INSTRUKSI 1 | Tulis ulang baris data dari awal sampai baris yang memuat "[209,123,237,174]", dan ganti "bounding box coordinates" dengan "box coordinates" tanpa mengubah bagian lain.

KUTIPAN |
§ §

Seorang muslim ditekankan agar khusu' dalam shalatnya dan berbagai usaha terkadang dilakukan. Terkadang untuk mencapai kekhusu'an ada yang melakukannya dengan memejamkannya.
Memejamkan mata didalam shalat, hukumnya makruh. Terkecuali ada kepentingan dalam memejamkan matanya seperti agar dapat lebih khusyu’, tidak terganggu dengan pandangan matanya, khawatir melihat hal-hal yang haram. Dalam kondisi semacam itu maka tidak lagi makruh bahkan lebih baik ketimbang matanya terbuka.
Didalam kitab Al-Mausuu’ah al-Fiqhiyyah al-Kuwitiyyah (27/105) dijelaskan :
ذَهَبَ جُمْهُورُ الْفُقَهَاءِ - الْحَنَفِيَّةُ, وَالْمَالِكِيَّةُ, وَالْحَنَابِلَةُ, وَبَعْضُ الشَّافِعِيَّةِ - إِلَى كَرَاهَةِ تَغْمِيضِ الْعَيْنَيْنِ فِي الصَّلاَةِ؛ لِقَوْل النَّبِيِّ صَلَّى اللَّهُ عَلَيْهِ وَسَلَّمَ: إِذَا قَامَ أَحَدُكُمْ فِي الصَّلاَةِ فَلاَ يُغْمِضُ عَيْنَيْهِ. وَاحْتَجَّ لَهُ - أَيْضًا - بِأَنَّهُ فِعْل الْيَهُودِ، وَمَظِنَّةُ النَّوْمِ, وَعَلَّل فِي الْبَدَائِعِ: بِأَنَّ السُّنَّةَ أَنْ يَرْمِيَ بِبَصَرِهِ إِلَى مَوْضِعِ سُجُودِهِ, وَفِي التَّغْمِيضِ تَرْكُهَا, وَالْكَرَاهَةُ عِنْدَ الْحَنَفِيَّةِ تَنْزِيهِيَّةٌ.

§ §

BARIS DATA |

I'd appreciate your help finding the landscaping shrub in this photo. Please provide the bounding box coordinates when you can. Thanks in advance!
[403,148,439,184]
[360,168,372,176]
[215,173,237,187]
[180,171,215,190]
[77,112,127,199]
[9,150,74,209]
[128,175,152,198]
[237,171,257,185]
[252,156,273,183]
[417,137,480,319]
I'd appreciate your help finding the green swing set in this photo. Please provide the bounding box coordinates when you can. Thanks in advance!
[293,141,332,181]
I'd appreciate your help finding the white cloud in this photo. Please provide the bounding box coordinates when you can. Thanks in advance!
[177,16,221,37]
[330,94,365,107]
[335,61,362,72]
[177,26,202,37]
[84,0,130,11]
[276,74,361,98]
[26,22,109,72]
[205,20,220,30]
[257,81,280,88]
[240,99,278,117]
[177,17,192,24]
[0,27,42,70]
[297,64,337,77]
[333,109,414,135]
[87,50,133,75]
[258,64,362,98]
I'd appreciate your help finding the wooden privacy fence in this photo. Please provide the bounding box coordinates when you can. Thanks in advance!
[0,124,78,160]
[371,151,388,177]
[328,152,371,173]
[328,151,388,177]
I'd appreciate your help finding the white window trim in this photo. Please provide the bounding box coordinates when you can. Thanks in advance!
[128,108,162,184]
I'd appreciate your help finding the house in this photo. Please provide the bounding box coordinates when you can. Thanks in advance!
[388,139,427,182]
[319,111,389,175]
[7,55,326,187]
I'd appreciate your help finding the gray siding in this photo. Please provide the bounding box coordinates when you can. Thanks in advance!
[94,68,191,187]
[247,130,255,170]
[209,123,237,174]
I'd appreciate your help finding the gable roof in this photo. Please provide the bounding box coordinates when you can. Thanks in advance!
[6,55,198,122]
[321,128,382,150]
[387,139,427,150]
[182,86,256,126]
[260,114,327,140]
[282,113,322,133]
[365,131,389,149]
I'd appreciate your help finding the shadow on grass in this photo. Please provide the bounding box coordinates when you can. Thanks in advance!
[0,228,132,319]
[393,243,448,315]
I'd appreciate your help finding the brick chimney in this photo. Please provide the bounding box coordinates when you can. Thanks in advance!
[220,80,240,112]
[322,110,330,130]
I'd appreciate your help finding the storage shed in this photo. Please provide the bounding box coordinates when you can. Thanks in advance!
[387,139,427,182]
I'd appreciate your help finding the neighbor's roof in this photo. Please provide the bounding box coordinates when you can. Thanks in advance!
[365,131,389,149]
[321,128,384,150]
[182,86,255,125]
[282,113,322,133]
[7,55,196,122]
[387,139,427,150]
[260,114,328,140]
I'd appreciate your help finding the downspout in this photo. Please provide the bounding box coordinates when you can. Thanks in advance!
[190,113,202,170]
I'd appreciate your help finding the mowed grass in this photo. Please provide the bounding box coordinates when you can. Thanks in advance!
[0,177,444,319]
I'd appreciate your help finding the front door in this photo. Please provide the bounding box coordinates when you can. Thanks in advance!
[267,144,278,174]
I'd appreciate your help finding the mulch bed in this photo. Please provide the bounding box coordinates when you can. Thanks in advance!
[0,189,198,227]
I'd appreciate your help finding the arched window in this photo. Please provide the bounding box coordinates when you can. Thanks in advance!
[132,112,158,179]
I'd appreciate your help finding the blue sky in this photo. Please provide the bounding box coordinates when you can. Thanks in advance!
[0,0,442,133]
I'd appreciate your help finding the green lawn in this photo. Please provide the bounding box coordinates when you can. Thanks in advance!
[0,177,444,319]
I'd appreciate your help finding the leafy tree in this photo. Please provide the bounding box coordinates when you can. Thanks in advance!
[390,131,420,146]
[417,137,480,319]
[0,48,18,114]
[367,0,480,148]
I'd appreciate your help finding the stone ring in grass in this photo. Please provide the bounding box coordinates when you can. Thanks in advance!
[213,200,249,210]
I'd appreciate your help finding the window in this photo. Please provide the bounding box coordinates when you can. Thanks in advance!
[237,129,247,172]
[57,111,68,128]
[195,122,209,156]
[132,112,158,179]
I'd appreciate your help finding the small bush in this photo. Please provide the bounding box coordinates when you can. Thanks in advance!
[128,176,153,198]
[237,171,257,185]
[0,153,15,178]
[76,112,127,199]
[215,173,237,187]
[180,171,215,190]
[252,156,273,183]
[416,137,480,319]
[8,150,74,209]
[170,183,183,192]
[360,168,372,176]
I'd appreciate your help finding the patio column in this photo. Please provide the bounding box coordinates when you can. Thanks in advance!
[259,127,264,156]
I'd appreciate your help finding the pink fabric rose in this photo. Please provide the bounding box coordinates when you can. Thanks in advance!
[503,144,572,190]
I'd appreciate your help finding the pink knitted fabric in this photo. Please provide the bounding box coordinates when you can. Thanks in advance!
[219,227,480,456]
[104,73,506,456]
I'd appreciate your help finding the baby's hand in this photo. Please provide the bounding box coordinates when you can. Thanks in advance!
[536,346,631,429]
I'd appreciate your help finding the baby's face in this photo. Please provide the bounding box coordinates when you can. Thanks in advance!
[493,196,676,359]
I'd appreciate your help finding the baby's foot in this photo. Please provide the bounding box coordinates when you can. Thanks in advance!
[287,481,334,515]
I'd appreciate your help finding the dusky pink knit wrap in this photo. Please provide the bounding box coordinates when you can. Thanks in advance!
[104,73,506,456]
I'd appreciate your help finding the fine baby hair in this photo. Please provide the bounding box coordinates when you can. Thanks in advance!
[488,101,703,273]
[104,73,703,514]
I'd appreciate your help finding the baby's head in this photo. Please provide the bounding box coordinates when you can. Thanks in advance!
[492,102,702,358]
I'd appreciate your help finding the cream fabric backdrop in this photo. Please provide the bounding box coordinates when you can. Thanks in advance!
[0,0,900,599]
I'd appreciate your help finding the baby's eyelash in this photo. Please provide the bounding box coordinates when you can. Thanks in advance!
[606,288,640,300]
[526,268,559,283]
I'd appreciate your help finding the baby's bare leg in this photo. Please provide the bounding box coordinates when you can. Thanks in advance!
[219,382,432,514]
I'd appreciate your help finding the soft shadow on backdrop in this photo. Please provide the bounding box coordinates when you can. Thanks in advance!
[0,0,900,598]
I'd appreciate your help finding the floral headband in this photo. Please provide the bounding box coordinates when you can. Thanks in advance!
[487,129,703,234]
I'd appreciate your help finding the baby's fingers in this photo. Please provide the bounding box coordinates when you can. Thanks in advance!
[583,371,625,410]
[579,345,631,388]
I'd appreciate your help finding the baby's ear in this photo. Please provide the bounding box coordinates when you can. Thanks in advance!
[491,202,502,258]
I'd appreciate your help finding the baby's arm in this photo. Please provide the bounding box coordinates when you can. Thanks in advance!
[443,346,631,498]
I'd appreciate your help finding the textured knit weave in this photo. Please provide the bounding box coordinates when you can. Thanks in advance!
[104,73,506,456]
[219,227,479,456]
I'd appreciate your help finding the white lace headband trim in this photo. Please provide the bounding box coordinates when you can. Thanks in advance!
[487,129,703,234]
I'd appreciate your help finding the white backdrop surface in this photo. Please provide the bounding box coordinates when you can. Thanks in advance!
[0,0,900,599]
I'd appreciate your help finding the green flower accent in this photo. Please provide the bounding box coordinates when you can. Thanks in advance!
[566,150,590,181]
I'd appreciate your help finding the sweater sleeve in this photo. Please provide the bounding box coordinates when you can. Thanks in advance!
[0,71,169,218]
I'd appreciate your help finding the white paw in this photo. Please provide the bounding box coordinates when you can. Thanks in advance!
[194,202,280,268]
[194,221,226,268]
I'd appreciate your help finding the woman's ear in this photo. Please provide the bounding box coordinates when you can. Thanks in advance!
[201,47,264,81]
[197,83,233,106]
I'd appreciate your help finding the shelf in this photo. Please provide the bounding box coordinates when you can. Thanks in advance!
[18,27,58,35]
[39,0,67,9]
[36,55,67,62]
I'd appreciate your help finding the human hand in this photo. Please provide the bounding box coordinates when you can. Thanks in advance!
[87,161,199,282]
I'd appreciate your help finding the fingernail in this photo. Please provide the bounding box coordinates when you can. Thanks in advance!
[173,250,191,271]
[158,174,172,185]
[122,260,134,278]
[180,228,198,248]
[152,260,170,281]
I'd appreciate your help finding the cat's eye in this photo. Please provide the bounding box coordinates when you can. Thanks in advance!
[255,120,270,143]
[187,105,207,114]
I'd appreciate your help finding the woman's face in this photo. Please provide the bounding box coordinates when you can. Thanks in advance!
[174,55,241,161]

§ §

INSTRUKSI 2 | Kitab apa yang dikutip dalam kutipan tentang memejamkan mata saat shalat?

JAWABAN BENAR 1 |
I'd appreciate your help finding the landscaping shrub in this photo. Please provide the box coordinates when you can. Thanks in advance!
[403,148,439,184]
[360,168,372,176]
[215,173,237,187]
[180,171,215,190]
[77,112,127,199]
[9,150,74,209]
[128,175,152,198]
[237,171,257,185]
[252,156,273,183]
[417,137,480,319]
I'd appreciate your help finding the green swing set in this photo. Please provide the box coordinates when you can. Thanks in advance!
[293,141,332,181]
I'd appreciate your help finding the white cloud in this photo. Please provide the box coordinates when you can. Thanks in advance!
[177,16,221,37]
[330,94,365,107]
[335,61,362,72]
[177,26,202,37]
[84,0,130,11]
[276,74,361,98]
[26,22,109,72]
[205,20,220,30]
[257,81,280,88]
[240,99,278,117]
[177,17,192,24]
[0,27,42,70]
[297,64,337,77]
[333,109,414,135]
[87,50,133,75]
[258,64,362,98]
I'd appreciate your help finding the wooden privacy fence in this photo. Please provide the box coordinates when you can. Thanks in advance!
[0,124,78,160]
[371,151,388,177]
[328,152,371,173]
[328,151,388,177]
I'd appreciate your help finding the white window trim in this photo. Please provide the box coordinates when you can. Thanks in advance!
[128,108,162,184]
I'd appreciate your help finding the house in this photo. Please provide the box coordinates when you can. Thanks in advance!
[388,139,427,182]
[319,111,389,175]
[7,55,326,187]
I'd appreciate your help finding the gray siding in this photo. Please provide the box coordinates when you can. Thanks in advance!
[94,68,191,187]
[247,130,255,170]
[209,123,237,174]

JAWABAN BENAR 2 | Al-Mausuu’ah al-Fiqhiyyah al-Kuwitiyyah (27/105).